### [PROBLEM DESCRIPTION]
Turn the material below into a numbered list with one line per item, leaving out any blank lines.

===

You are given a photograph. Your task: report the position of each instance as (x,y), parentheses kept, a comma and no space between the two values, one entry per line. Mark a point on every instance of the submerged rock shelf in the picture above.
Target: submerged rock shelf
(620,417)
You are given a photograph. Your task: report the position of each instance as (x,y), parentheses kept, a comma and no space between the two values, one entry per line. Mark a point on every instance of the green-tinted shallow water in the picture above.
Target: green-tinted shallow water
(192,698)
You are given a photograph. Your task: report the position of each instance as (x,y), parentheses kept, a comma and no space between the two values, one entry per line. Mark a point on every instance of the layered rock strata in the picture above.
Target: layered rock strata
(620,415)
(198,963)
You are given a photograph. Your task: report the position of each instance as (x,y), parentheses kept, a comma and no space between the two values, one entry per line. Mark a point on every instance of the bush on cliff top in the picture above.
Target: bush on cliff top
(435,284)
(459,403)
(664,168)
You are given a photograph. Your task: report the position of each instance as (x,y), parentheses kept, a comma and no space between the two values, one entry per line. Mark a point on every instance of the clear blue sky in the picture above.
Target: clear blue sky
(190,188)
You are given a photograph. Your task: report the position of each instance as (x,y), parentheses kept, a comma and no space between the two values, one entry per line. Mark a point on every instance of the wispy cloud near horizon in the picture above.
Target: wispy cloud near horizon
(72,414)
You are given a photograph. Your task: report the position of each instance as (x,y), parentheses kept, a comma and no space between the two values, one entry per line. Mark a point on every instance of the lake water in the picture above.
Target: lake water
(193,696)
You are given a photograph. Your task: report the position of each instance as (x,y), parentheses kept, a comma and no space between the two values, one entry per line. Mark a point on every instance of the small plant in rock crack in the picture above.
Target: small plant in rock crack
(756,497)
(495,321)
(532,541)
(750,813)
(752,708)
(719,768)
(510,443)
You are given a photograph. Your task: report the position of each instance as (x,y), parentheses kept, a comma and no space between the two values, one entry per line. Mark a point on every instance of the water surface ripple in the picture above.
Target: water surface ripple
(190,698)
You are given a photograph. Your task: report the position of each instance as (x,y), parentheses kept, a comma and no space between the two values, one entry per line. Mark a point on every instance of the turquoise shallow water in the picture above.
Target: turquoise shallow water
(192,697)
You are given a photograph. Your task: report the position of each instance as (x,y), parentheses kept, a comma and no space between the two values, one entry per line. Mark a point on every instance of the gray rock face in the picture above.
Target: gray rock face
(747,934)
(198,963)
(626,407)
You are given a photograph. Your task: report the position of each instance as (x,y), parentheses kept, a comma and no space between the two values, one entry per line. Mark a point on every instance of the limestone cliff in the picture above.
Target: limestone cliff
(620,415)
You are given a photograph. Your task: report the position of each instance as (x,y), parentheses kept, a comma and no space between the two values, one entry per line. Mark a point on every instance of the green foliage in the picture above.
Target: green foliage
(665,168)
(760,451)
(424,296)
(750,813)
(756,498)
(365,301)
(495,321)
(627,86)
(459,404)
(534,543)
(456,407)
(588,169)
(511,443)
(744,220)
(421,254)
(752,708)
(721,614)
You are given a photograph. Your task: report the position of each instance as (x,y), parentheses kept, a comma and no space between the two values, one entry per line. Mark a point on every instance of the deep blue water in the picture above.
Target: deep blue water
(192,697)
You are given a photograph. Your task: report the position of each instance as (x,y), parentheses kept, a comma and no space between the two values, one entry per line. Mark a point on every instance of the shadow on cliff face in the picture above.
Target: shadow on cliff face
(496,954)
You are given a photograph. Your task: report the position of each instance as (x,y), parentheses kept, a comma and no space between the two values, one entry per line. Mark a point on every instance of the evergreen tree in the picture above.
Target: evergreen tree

===

### [THE COMPLETED TASK]
1. You are given a photograph. Your task: report the position of each instance as (x,y), parentheses kept, a comma and no space between the two values, one entry per line. Mark a point on every instance of the submerged rock shelf in the picture above.
2. Target: submerged rock shelf
3. (620,417)
4. You are given a photograph. Your task: report the position of each instance as (x,y), parentheses kept, a comma and no space between the two values, one entry per line. Mark a point on every instance of the green-tinted shallow water in the picture above.
5. Target: green-tinted shallow water
6. (192,698)
7. You are given a photograph. Your task: report the position of each instance as (x,y), parentheses kept, a comma and no space between the two values, one entry per line. Mark a point on every instance of the layered rock strata in the picture above.
8. Target: layered rock strata
9. (620,415)
10. (198,963)
11. You are given a photograph. Your task: report the position of each instance as (x,y), parentheses kept, a comma and no space between the two values, one entry per line. Mark a point on every instance of the bush on cliff top in the picture above.
12. Target: bush on cliff top
13. (435,284)
14. (459,403)
15. (664,168)
16. You are given a photograph. Your task: report the position of each instance as (x,y), parentheses kept, a comma and no space between the two values, one entry per line. Mark a point on every instance of the clear blue sky in the picture above.
17. Target: clear blue sky
18. (190,188)
19. You are given a photograph. Your task: report the position of each instance as (x,y), parentheses kept, a comma and no space between the two values, one entry per line. Mark a point on every instance of the wispy cloud near horizon in the picture above.
20. Target: wispy cloud near horizon
21. (72,414)
22. You are given a photograph. Your task: report the position of each instance as (x,y), parentheses kept, a comma and no space between the two values, one entry per line. Mark a point on every instance of the lake water in the picture above.
23. Target: lake water
24. (193,696)
25. You are given a photograph. Your task: report the position of each instance as (x,y), parentheses kept, a comma and no space between the two values, one entry per line. Mark a point on every instance of the small plant in rock crack in the picture above.
26. Target: small plant in rock crack
27. (756,497)
28. (495,321)
29. (532,541)
30. (750,813)
31. (752,708)
32. (719,768)
33. (510,443)
34. You are given a photograph. Your task: report the position of each instance as (x,y), parentheses kept, a comma and no space between the two values, one entry per line. Mark a point on every instance of the water surface ripple in the picture above.
35. Target: water surface ripple
36. (190,698)
37. You are given a photograph. Your task: report the position of each instance as (x,y), parentheses kept, a comma and no space between the two values, one entry per line. Mark a point on every instance of the turquoise shallow water in the picture above.
38. Target: turquoise shallow water
39. (192,697)
40. You are given a photograph. Your task: report the position of each instance as (x,y), parentheses kept, a comma and no space between the two values, one entry per line. Mark a point on every instance of the gray rock face in the picture above.
41. Target: gray rock face
42. (747,934)
43. (198,963)
44. (626,407)
45. You are given a photograph. Your task: report the position of each instance as (x,y), parentheses kept, a comma and no space between the two values, one entry per line. Mark a point on every instance of the limestone cliff in the picture above.
46. Target: limestone cliff
47. (620,415)
48. You are given a photograph. Your task: report the position of each instance as (x,y), parentheses kept, a comma and no space between the two values, one entry per line. Mark a point on every instance of the green foliage in the picture above.
49. Target: green foliage
50. (665,168)
51. (760,451)
52. (424,296)
53. (750,813)
54. (756,498)
55. (365,301)
56. (495,321)
57. (627,86)
58. (459,404)
59. (534,543)
60. (456,407)
61. (588,169)
62. (511,443)
63. (744,220)
64. (421,254)
65. (752,708)
66. (721,614)
67. You are given a photograph. Your task: report the position of each instance as (x,y), parentheses kept, a comma and no space between the two values, one entry per line. Mark a point on every instance of the deep blue water in the picture above.
68. Target: deep blue water
69. (192,697)
70. You are given a photograph. Your task: report the position of each instance as (x,y), parentheses kept, a comma and no space between the two values, one entry per line. Mark a point on every instance of the shadow on cliff face in the picture above.
71. Target: shadow on cliff face
72. (496,954)
73. You are given a photograph. Your task: report the position of each instance as (x,y), parentheses kept, a comma and no space between the two values, one entry per line. Mark a point on every instance of the evergreen tree in the picture above.
74. Target: evergreen tree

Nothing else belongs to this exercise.